▶ _Job_
Emit a verbatim copy of the lines running from the line with "Report one point per instance of the white brick" through the end of the material below.

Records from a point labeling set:
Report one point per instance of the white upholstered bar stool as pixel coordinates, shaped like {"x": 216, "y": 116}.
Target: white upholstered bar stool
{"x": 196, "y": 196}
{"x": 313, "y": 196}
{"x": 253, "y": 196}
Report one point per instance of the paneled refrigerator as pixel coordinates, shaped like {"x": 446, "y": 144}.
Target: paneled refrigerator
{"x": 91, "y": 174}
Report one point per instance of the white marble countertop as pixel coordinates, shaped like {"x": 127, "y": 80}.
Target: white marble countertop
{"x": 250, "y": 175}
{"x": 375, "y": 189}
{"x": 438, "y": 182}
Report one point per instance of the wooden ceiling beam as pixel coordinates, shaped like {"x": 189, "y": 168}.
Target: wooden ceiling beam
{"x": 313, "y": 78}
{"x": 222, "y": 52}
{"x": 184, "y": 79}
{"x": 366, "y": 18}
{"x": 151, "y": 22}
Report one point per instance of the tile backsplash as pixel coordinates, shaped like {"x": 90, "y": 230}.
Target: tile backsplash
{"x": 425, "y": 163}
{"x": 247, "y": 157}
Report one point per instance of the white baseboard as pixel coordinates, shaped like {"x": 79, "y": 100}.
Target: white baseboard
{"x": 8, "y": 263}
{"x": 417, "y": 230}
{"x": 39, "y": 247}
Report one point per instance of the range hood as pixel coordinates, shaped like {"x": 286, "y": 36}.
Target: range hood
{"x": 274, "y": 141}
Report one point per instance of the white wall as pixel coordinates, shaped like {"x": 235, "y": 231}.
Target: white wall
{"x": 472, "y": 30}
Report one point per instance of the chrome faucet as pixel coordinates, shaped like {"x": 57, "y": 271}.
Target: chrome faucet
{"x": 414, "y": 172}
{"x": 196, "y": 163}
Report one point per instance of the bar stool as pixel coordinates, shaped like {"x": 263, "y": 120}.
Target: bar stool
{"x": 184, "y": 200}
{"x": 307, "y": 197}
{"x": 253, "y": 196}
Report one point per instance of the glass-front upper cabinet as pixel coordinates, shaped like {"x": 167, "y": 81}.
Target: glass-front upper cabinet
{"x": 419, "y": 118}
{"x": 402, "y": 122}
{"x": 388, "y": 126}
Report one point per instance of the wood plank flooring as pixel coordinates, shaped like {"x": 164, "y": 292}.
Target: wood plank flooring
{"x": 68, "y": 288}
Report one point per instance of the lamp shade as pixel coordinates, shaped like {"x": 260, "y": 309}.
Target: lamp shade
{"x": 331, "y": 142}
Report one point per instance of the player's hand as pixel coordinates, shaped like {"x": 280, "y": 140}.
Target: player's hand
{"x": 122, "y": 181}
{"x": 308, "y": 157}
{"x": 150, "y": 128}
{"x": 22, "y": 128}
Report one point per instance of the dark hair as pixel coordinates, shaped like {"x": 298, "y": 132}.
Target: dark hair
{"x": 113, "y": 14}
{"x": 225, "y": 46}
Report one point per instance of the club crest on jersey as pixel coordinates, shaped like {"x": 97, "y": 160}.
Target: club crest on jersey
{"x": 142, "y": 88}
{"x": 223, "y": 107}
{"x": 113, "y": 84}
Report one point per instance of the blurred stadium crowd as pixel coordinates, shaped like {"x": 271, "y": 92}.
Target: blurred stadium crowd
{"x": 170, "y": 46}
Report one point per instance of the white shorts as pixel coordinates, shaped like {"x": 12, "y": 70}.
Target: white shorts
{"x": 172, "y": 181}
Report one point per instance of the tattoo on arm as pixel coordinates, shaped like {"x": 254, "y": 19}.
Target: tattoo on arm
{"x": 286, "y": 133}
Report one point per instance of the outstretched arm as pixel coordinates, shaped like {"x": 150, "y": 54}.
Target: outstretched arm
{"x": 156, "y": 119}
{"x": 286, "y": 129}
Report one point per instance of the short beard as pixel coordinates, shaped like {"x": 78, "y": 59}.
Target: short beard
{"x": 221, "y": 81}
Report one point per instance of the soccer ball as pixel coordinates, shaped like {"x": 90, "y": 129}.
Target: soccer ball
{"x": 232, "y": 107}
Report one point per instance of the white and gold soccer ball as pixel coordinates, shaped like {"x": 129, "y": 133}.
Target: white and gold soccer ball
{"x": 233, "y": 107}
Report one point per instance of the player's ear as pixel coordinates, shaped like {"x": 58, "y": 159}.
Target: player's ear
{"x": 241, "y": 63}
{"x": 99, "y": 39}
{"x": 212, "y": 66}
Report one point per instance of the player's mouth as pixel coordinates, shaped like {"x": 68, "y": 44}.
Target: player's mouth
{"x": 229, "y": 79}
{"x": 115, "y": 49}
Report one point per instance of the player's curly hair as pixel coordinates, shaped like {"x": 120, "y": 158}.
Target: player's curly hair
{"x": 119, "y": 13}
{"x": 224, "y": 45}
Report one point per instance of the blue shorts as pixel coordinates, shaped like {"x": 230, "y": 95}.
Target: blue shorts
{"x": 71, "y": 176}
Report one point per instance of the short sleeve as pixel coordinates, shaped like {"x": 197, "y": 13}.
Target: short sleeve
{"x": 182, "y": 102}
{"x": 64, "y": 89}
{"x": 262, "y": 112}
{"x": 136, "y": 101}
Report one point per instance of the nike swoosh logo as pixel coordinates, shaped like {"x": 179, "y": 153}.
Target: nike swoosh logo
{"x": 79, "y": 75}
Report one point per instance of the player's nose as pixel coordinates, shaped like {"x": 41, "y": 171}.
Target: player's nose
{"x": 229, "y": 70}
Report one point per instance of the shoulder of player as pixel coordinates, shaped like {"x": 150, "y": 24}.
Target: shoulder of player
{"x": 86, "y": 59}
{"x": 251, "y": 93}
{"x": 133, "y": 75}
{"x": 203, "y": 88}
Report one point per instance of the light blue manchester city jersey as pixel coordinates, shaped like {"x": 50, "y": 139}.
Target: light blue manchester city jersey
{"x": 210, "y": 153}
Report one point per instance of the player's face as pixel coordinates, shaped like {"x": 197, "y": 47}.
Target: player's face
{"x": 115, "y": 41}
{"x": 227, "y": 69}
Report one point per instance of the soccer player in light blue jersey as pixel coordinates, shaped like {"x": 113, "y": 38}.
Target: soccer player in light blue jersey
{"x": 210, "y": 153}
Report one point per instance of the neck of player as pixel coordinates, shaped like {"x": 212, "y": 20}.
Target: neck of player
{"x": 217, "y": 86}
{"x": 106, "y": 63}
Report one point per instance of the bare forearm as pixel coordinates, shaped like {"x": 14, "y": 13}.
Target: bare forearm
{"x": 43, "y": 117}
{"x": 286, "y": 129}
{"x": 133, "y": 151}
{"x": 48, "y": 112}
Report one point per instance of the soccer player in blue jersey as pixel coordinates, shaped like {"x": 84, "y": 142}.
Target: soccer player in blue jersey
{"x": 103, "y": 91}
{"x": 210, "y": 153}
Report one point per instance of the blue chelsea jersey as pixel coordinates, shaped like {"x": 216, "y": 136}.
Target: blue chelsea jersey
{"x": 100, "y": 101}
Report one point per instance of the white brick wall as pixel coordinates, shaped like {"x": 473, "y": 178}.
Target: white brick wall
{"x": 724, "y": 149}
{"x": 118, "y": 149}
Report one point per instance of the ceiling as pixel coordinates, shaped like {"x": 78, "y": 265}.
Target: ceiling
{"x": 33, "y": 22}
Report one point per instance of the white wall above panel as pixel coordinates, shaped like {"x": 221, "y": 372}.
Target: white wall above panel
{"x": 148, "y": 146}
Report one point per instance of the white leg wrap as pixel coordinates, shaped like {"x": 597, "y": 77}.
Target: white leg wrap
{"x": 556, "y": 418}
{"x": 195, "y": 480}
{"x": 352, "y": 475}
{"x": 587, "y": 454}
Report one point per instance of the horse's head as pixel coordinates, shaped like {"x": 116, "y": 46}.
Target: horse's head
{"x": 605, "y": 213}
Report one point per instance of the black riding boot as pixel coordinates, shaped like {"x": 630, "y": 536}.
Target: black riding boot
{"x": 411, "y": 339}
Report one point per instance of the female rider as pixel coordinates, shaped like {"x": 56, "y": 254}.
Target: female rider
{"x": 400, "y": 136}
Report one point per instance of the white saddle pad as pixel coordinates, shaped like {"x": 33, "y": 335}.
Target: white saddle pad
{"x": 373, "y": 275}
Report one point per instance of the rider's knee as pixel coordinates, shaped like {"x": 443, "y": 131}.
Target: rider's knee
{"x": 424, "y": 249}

▶ _Solution for this exercise_
Report one point per instance of the white brick wall as pixel coordinates, shaped like {"x": 473, "y": 178}.
Target: white brick wall
{"x": 724, "y": 149}
{"x": 118, "y": 149}
Report one point per instance of the ceiling as pixel coordinates, shaped like {"x": 78, "y": 265}.
Target: ceiling
{"x": 33, "y": 22}
Report one point per instance of the white wall above panel as pixel coordinates, shaped like {"x": 221, "y": 372}.
Target: white wall above panel
{"x": 148, "y": 146}
Report one point per instance of the white leg wrap as pixel coordinates, shaped like {"x": 597, "y": 77}.
Target: white leg wrap
{"x": 556, "y": 418}
{"x": 195, "y": 480}
{"x": 352, "y": 475}
{"x": 587, "y": 454}
Report one point per instance of the horse's head as pixel coordinates, shaped like {"x": 116, "y": 46}.
Target: horse's head
{"x": 605, "y": 213}
Report one point per instance of the black riding boot as pixel coordinates, shaped like {"x": 630, "y": 536}.
Target: black riding boot
{"x": 411, "y": 339}
Report one point per instance of the female rider as pixel coordinates, shaped like {"x": 56, "y": 254}.
Target: female rider
{"x": 400, "y": 136}
Report one point per instance of the white saddle pad as pixel coordinates, shaped like {"x": 33, "y": 335}.
Target: white saddle pad
{"x": 373, "y": 275}
Report one point per instance of the rider's knee as pixel coordinates, shaped like {"x": 443, "y": 131}.
Target: rider's knee
{"x": 424, "y": 249}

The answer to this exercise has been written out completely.